(Stored data entries)
--
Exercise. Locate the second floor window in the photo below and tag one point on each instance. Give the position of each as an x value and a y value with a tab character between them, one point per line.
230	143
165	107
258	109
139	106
--
◆ TASK DETAILS ◆
Nothing in the data may be omitted; transcribe it exactly.

◆ RESULT OF THE TASK ◆
Exercise. Locate the second floor window in the photo below and tag one point on each instance. Give the position of each as an x value and a y value with a tab character between them, one point per line.
230	143
165	107
258	109
139	106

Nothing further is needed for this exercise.